Transcribe exactly the line containing "Locate the road surface" and each line after it, through the end of the entries, with nothing before or after.

[Source data]
◆ ◆ ◆ ◆ ◆

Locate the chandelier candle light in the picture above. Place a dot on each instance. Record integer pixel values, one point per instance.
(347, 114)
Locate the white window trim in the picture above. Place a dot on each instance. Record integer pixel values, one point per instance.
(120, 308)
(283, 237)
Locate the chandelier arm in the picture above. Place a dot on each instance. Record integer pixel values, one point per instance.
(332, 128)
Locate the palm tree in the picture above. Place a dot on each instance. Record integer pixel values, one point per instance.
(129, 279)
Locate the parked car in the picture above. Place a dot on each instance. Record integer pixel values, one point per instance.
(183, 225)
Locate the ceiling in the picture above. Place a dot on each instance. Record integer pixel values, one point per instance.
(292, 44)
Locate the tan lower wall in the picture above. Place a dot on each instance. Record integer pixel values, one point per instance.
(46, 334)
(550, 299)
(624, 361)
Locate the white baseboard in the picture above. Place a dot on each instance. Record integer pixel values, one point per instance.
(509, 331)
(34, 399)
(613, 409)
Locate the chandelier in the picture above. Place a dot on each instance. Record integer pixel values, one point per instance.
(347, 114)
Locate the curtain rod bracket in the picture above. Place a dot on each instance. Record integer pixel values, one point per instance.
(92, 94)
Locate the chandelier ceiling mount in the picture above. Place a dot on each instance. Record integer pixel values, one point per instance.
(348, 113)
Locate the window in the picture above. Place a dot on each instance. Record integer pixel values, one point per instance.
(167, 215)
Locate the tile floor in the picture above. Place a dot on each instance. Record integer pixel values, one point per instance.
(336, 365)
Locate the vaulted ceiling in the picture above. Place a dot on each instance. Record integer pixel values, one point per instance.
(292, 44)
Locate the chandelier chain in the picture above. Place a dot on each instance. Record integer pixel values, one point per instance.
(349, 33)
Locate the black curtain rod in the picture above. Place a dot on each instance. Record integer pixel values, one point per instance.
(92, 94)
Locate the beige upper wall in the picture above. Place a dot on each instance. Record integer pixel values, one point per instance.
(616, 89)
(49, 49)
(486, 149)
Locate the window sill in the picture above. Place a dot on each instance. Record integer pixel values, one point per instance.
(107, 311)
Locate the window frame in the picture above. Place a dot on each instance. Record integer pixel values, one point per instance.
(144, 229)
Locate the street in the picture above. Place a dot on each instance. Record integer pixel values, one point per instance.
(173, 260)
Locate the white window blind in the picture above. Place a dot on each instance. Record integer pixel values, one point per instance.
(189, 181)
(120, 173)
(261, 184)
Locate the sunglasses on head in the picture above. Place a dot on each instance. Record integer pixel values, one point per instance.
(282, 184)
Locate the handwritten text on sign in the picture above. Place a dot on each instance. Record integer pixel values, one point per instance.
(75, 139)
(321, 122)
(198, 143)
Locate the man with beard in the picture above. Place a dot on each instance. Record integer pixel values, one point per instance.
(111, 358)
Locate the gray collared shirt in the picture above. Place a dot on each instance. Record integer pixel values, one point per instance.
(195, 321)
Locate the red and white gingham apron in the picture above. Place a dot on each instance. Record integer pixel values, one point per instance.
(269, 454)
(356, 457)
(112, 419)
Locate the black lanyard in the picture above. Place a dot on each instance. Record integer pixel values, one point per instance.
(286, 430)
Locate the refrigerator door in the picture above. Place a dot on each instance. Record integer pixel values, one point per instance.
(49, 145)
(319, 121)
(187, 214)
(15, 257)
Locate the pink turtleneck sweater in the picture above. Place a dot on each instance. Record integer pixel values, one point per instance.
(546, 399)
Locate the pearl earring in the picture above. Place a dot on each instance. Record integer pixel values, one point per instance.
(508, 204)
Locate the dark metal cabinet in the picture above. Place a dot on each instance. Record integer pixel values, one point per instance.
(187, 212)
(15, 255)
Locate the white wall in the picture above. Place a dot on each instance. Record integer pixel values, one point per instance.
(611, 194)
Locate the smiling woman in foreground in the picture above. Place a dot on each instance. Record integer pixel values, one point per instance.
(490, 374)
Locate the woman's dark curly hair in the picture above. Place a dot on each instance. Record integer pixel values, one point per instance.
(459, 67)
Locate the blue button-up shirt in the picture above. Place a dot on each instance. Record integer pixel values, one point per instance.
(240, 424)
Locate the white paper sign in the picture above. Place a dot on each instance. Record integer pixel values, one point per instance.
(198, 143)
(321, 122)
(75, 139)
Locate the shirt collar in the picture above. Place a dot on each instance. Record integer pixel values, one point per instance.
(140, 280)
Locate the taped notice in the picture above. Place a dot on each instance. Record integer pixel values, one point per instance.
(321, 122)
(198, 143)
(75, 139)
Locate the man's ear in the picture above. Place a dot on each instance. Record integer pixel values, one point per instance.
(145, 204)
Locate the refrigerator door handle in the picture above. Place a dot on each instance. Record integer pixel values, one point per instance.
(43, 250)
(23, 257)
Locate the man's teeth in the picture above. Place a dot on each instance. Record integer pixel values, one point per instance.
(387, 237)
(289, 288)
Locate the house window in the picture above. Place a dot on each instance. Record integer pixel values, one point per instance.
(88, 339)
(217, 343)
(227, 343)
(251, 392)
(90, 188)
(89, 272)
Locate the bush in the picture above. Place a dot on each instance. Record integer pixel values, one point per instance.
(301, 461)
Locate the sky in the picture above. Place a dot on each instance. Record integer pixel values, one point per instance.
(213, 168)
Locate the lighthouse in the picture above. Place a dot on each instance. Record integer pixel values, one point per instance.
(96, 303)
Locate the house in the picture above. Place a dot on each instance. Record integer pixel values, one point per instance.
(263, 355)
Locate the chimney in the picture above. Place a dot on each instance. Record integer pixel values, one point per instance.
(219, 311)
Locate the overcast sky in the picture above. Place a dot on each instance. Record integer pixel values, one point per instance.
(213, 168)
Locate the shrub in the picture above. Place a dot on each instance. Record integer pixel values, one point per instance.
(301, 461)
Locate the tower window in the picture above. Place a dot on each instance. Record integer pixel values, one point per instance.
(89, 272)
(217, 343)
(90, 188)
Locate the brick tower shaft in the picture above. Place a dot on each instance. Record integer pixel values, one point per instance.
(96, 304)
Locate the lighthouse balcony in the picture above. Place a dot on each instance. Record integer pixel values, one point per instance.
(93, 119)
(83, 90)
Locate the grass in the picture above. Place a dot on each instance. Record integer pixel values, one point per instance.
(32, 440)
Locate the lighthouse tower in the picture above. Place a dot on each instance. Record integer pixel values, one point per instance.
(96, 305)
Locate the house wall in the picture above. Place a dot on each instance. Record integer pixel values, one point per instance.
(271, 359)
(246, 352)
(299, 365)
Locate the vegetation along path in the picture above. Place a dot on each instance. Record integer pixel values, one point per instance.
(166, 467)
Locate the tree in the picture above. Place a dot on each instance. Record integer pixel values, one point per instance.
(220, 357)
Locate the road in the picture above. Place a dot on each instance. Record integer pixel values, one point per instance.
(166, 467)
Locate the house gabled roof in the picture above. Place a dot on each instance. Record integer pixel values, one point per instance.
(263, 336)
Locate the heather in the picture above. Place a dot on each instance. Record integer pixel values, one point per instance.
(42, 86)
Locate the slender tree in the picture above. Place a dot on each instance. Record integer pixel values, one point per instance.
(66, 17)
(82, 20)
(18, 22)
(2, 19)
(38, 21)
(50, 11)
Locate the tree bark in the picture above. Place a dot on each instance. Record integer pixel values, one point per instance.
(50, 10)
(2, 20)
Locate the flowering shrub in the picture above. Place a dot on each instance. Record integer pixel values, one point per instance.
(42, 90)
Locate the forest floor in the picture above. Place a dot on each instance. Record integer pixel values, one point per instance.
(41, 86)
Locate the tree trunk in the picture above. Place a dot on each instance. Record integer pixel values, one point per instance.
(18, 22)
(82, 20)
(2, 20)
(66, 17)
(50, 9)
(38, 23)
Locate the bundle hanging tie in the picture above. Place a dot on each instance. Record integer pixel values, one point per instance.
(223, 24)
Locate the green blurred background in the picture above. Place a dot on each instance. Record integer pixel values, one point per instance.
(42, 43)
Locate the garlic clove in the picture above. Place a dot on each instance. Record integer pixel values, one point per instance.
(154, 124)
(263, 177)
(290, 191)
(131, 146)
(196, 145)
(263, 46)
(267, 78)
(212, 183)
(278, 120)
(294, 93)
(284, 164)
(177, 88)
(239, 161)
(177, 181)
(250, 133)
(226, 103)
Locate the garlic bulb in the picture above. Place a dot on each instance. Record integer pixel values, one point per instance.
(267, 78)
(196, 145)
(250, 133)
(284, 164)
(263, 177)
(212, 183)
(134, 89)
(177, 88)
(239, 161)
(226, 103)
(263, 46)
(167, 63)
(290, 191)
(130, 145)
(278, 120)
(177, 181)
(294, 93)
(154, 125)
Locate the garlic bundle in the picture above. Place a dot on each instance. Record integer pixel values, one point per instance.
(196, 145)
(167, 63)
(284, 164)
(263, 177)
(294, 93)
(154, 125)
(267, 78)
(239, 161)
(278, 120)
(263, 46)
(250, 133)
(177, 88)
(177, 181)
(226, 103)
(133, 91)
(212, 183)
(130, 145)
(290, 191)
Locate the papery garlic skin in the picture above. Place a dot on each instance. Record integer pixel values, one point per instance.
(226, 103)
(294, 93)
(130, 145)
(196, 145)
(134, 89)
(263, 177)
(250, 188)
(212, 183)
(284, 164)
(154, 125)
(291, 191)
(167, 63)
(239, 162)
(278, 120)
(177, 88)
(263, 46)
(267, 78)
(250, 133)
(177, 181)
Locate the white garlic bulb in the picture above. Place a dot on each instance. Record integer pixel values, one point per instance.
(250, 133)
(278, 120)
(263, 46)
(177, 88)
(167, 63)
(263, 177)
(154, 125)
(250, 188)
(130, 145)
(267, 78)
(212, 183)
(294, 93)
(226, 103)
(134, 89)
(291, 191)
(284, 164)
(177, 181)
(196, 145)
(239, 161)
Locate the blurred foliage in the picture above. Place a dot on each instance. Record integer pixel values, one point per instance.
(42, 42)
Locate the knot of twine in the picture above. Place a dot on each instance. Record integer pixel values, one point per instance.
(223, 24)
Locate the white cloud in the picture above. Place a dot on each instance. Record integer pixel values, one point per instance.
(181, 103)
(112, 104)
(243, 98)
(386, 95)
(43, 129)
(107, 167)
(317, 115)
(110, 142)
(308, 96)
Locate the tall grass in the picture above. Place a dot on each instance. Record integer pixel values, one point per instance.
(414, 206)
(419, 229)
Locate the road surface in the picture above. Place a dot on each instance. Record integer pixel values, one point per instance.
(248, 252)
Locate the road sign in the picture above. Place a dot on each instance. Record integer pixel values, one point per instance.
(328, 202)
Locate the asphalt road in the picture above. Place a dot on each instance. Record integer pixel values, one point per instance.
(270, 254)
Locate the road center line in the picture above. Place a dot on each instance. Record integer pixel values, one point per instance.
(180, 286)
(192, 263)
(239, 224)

◆ ◆ ◆ ◆ ◆

Solution for this task –
Locate the road surface in the picture above. Place a dot on each instance. Record integer pixel values, one point per instance.
(248, 252)
Locate the road sign in the picture above. Place a dot on each instance. Record integer pixel values, one point per instance.
(328, 202)
Locate the asphalt road in the picture above. Place a dot on each instance. Record integer pixel values, one point per instance.
(270, 254)
Locate the road center line in the picture above. Place a dot on each instance. Record integer pixel values, one point per instance.
(180, 286)
(192, 263)
(239, 224)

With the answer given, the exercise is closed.